_WORK TO COMPLETE:_ Find the line that contains "Each instance receives one keypoint. Mark the horse's" in the entries below. Output it and each later line exactly, and nothing else.

_SOURCE MATERIAL:_
/---

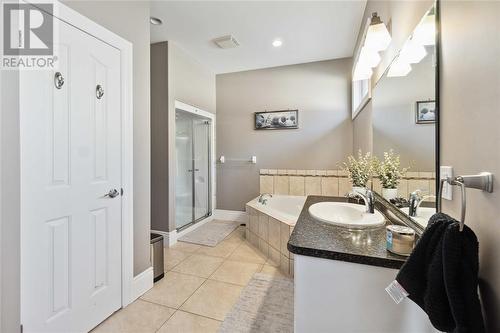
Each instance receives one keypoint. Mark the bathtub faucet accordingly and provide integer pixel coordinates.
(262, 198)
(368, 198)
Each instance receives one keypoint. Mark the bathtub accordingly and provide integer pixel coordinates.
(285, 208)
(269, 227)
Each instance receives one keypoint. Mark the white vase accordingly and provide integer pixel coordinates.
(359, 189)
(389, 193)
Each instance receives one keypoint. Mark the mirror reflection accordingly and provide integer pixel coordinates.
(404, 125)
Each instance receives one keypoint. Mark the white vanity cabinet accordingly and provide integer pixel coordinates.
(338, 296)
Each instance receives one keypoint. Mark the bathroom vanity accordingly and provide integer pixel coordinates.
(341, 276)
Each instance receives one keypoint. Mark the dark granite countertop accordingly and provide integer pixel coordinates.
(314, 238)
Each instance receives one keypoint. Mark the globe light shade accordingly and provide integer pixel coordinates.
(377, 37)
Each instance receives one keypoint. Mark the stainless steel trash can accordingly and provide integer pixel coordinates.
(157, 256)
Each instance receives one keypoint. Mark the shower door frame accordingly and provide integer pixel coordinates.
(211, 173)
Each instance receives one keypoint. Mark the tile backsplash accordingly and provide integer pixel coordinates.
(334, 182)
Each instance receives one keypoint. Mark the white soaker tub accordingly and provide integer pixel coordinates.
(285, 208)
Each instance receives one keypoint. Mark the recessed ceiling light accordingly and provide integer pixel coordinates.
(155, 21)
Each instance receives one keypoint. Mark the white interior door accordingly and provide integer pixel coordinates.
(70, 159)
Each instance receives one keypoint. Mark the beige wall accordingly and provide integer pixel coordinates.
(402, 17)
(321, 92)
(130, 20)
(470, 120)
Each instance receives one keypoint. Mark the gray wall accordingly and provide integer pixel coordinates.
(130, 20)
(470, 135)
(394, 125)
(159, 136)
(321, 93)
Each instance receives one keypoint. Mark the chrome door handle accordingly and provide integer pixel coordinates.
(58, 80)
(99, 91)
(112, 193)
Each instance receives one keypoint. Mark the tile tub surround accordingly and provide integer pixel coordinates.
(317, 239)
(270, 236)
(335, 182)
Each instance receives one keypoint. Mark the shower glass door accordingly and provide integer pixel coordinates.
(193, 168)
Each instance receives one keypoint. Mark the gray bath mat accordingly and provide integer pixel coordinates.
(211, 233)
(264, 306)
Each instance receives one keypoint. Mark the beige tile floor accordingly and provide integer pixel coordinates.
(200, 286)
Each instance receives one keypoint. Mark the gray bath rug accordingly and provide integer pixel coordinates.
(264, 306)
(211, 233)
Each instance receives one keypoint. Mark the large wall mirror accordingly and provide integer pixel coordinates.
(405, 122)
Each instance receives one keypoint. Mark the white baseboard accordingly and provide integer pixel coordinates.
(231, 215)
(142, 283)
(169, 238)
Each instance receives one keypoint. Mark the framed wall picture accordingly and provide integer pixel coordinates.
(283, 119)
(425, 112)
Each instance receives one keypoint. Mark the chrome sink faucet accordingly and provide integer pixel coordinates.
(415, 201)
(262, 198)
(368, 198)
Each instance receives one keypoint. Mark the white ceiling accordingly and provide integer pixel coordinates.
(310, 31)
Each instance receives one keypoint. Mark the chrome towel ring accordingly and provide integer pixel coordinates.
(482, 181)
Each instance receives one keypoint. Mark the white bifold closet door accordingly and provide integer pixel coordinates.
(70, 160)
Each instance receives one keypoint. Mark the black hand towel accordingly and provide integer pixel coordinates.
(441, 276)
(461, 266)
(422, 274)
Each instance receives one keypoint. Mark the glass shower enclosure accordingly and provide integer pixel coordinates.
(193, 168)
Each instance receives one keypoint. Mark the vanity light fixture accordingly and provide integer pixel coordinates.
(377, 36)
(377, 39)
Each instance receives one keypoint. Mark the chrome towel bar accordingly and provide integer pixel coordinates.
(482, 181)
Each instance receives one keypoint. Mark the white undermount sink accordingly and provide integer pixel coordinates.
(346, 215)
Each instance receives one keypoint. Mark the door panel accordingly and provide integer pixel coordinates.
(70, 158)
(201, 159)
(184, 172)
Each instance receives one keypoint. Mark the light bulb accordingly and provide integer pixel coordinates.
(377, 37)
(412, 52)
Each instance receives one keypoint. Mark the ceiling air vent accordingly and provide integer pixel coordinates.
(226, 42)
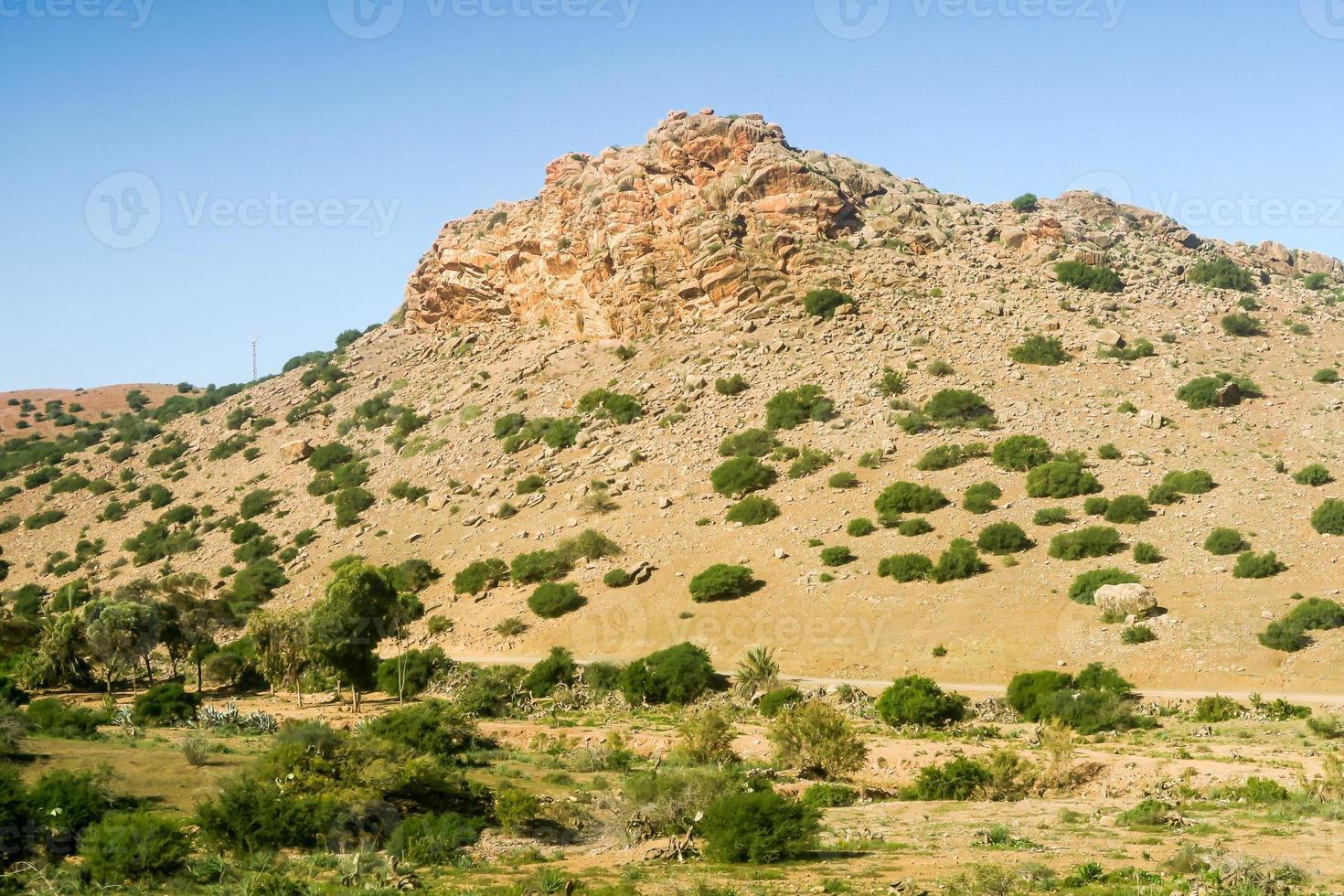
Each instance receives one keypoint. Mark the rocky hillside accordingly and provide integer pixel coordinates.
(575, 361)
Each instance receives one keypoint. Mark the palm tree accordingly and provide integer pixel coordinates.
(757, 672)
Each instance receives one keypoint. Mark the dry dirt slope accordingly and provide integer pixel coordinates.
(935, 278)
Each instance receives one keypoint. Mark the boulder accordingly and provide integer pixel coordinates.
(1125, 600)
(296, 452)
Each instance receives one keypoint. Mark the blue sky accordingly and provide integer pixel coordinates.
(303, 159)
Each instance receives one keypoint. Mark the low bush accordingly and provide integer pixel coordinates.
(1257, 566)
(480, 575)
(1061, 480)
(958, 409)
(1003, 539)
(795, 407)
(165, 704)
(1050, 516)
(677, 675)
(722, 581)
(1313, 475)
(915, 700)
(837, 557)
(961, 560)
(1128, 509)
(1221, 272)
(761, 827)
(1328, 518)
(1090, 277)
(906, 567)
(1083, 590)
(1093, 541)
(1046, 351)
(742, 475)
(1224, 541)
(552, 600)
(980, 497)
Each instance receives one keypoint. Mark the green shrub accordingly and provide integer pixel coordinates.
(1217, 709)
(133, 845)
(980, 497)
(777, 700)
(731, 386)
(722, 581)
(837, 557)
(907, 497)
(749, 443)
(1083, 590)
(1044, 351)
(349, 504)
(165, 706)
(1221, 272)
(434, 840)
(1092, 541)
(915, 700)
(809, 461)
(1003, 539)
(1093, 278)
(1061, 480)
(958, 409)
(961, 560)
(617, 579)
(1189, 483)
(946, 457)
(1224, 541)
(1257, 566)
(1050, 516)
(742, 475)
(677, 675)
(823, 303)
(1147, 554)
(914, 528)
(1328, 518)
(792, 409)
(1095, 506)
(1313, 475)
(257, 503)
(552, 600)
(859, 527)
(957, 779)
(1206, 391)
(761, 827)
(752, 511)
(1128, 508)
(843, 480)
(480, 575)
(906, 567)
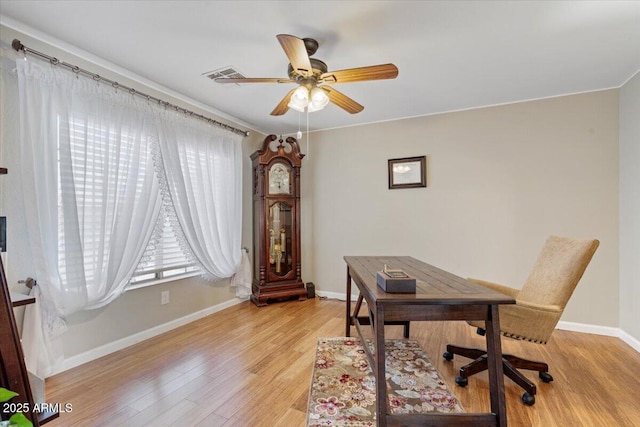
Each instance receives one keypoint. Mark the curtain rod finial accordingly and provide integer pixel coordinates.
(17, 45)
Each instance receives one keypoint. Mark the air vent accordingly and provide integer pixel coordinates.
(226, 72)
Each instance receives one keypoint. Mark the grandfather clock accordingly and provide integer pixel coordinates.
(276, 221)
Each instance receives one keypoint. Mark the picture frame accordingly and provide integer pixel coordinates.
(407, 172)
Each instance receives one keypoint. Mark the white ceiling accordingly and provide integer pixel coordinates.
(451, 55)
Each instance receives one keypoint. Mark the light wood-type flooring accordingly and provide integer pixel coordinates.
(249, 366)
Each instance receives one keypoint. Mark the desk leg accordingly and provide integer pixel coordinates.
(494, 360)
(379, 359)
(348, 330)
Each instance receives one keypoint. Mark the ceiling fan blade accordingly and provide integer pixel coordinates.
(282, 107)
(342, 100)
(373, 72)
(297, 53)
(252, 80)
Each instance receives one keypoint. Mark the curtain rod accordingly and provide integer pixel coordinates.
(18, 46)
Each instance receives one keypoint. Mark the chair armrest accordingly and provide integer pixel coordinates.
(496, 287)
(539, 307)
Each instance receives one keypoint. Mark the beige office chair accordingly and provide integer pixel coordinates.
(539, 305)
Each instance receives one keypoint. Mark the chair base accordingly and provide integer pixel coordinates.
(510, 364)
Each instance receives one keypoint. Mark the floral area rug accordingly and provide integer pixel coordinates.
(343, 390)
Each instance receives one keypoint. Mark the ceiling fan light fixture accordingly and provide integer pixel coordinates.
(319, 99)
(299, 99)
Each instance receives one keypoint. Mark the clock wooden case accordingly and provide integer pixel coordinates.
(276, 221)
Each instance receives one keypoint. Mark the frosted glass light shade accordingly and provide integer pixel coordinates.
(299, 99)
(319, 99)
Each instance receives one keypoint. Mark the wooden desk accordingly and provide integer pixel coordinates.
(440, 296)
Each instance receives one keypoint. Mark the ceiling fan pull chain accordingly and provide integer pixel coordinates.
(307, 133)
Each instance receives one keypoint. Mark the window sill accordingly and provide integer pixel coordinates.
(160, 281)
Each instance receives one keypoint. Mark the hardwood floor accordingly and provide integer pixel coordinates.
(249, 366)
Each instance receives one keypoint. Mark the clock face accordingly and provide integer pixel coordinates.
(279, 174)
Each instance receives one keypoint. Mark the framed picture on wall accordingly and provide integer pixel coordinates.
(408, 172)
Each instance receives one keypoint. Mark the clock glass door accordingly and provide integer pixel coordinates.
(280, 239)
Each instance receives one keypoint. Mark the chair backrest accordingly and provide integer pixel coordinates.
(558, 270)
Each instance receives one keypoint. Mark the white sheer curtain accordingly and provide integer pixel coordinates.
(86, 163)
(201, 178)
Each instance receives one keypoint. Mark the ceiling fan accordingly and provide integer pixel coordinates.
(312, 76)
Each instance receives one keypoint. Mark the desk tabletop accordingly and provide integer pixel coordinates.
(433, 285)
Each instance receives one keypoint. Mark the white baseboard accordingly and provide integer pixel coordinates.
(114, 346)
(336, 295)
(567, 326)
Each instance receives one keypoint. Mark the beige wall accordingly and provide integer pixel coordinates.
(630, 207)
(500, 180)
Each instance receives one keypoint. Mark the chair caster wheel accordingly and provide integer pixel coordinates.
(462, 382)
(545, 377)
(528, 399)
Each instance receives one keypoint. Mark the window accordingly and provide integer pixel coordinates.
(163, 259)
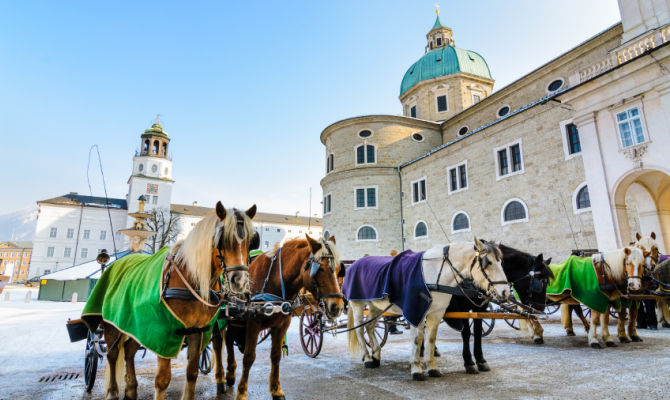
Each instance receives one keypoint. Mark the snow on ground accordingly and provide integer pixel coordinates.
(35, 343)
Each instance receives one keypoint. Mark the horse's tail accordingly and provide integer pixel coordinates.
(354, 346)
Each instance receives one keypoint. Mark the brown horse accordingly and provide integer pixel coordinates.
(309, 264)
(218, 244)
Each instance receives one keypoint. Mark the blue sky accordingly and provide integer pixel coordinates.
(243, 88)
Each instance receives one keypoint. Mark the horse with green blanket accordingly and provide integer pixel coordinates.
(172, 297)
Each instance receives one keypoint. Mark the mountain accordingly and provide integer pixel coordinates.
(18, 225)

\---

_OUTPUT FOR THIS EXERCISE:_
Each instance receives one keypoint. Mark the horse's tail accordingly and provide integer pixel coordinates.
(354, 346)
Each instance receives one keypoint. Mark the brown horse accordingly and provide integer pixel coordinates.
(309, 264)
(218, 244)
Each instance receives one keypoint. Mark the blue sky accordingly and provide integer pixel coordinates.
(243, 88)
Each instance receives one keypoint. Mark the horse with green blanket accordingly and provide integer pixel coordinates.
(172, 297)
Each instance receives one keypoint. Mark the mountain accordingly and provide integer pixel coordinates.
(18, 225)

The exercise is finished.